• [Enunciado 1]: Copia literalmente las filas, empezando por la línea que contiene "pole with one point per instance." y siguiendo hasta la última línea de las filas, ambas incluidas.

• [Pasaje del documento]:
* * * * * * *
Ya en 1878, el joven Carlos de Foucauld desea dejar la carrera militar pues se está aburriendo. Necesita más vida y movimiento…

“Te escribo para comunicarte una gran noticia y pedirte un favor, la noticia es que presento mi dimisión: detesto la vida de cuartel. Encuentro el oficio agobiante en tiempo de paz, que es lo habitual (…); además, estaba resuelto desde hace tiempo a abandonar cualquier día la carrera militar. Con estas disposiciones, prefiero irme ahora mismo; para qué seguir tirando algunos años más, sin objetivo alguno, en una vida en la que no encuentro ningún interés; prefiero aprovechar mi juventud viajando; de esta manera me instruiré y no perderé el tiempo.”

(Carta a Gabriel Tourdes, 2 agosto de 1878)

 

Queda sobrecogido por la bondadosa acogida y por la práctica religiosa de aquellos musulmanes que le acompañan en su expedición por tierras de Marruecos:

“El islam produjo en mi un profundo cambio y el ver la fe de estas almas viviendo en la continua presencia de Dios, me hizo entrever algo más grande y más auténtico que las ocupaciones mundanas… En los comienzos, la fe tuvo que vencer muchos obstáculos; yo que había dudado de todo, no lo creí todo en un día; tan pronto me parecían increíbles los milagros del Evangelio como mezclaba trozos del Corán en mis oraciones”

(Carta a Henry de Castries, 14 agosto de 1901)

 

 Carlos se muestra agradecido a las personas que le ayudaron e incluso salvaron la vida durante su exploración de Marruecos.

“Hadj Bou Rhim, Bel Qasem el Hamouzi, que me habéis protegido del peligro aún a riesgo de vuestras vidas, vosotros a quienes debo la vida, vosotros cuyo recuerdo lejano me llena de emoción y de tristeza, ¿dónde estáis en esta hora? ¿Vivís todavía? ¿Os volveré a ver? ¿Cómo expresaros mi agradecimiento y mi pesar por no podéroslo demostrar? En fin, que todos los que no cito, no por haberlos olvidado sino porque la lista sería demasiado larga, reciban el homenaje de toda mi gratitud.”

(Introducción de ‘Exploración de Marruecos’, octubre 1887)

 

 En una carta, Carlos de Foucauld cuenta su camino hacia la conversión:

“Empezaré [...] por confesarme: mi fe ha sido sacudida; por desgracia estuvo completamente muerta durante muchos años: durante doce años viví sin ninguna fe: nada me parecía bastante probado; la misma fe con que se siguen religiones tan distintas, me parecía la condena de todas; menos que ninguna, la de mi infancia me parecía inadmisible, con su 1=3 que no podía resolverme a aceptar; el islamismo me gustaba mucho, con su sencillez, sencillez de dogma, sencillez de jerarquía, sencillez de moral [...] ; los filósofos no se ponen de acuerdo: estuve doce años sin negar nada y sin creer en nada, sin esperanza de la verdad, y no creyendo ni siquiera en Dios, ya que ninguna prueba me parecía bastante evidente... [...] Vivía como se puede vivir cuando la última chispa de fe se ha apagado... ¿Con qué milagro me trajo de tan lejos la misericordia infinita de Dios? No puedo atribuirlo sino a una sola cosa, la bondad infinita de Aquél que dijo de Sí mismo "Él es bueno y su misericordia se extiende de generación en generación" (…)
* * * * * * *
• [Datos mostrados]:
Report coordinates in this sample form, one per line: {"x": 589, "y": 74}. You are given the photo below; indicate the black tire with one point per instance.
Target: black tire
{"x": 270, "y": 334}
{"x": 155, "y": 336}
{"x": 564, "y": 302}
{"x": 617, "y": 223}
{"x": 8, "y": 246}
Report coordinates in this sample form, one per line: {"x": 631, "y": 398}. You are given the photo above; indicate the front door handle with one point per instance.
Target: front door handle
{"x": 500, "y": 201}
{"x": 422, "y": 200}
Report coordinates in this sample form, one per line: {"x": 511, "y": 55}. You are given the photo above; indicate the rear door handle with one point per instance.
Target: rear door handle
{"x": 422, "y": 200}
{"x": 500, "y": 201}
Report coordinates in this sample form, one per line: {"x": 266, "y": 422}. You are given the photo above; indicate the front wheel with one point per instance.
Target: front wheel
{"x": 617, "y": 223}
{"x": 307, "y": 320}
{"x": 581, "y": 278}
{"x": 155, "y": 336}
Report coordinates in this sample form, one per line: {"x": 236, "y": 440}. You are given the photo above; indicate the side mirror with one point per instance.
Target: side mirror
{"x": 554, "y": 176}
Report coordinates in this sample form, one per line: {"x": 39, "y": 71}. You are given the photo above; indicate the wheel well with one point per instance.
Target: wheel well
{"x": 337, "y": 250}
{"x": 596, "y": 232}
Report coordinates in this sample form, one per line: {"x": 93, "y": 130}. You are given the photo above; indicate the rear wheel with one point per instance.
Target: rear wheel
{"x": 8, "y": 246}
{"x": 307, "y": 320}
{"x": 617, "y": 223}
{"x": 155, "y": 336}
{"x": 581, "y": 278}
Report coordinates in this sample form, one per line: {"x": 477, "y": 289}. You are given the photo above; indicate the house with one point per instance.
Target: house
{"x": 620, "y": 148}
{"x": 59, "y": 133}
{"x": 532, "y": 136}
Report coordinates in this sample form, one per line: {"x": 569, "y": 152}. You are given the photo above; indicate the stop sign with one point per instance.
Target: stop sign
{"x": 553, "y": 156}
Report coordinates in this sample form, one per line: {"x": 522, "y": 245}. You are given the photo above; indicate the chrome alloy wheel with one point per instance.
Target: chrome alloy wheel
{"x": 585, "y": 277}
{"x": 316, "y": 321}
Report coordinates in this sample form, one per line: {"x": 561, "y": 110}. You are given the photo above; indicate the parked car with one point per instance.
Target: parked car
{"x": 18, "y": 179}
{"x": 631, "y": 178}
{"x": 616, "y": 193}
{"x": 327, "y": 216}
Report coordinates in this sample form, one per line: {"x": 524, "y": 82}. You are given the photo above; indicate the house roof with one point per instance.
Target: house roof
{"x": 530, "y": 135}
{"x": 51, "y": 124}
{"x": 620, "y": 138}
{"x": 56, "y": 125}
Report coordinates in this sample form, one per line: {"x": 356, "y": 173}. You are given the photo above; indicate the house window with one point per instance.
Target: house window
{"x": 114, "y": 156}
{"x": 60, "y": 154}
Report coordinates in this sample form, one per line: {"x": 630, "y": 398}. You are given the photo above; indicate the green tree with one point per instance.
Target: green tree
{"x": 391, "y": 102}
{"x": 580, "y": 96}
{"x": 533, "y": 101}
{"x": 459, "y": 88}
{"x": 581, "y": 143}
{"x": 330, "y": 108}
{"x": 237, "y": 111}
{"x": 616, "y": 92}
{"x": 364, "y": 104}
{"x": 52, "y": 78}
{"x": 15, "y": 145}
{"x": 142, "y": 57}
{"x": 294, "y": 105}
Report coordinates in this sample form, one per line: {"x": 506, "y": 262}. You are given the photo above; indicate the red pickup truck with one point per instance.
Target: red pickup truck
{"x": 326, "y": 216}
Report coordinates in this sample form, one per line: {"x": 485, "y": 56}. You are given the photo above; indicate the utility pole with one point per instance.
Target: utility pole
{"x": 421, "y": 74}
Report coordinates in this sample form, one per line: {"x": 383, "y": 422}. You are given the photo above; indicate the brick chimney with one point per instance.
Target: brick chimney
* * * * * * *
• [Enunciado 2]: Por favor, repite textualmente el pasaje sobre Carlos de Foucauld, empezando por "Queda sobrecogido por" y siguiendo hasta "exploración de Marruecos.".

• [Resultado del ejercicio 1]:
Report coordinates in this sample form, one per line: {"x": 485, "y": 56}. You are given the photo above; indicate the utility pole with one point per instance.
Target: utility pole
{"x": 421, "y": 74}
Report coordinates in this sample form, one per line: {"x": 383, "y": 422}. You are given the photo above; indicate the brick chimney with one point per instance.
Target: brick chimney

• [Resultado del ejercicio 2]:
Queda sobrecogido por la bondadosa acogida y por la práctica religiosa de aquellos musulmanes que le acompañan en su expedición por tierras de Marruecos:

“El islam produjo en mi un profundo cambio y el ver la fe de estas almas viviendo en la continua presencia de Dios, me hizo entrever algo más grande y más auténtico que las ocupaciones mundanas… En los comienzos, la fe tuvo que vencer muchos obstáculos; yo que había dudado de todo, no lo creí todo en un día; tan pronto me parecían increíbles los milagros del Evangelio como mezclaba trozos del Corán en mis oraciones”

(Carta a Henry de Castries, 14 agosto de 1901)

 

 Carlos se muestra agradecido a las personas que le ayudaron e incluso salvaron la vida durante su exploración de Marruecos.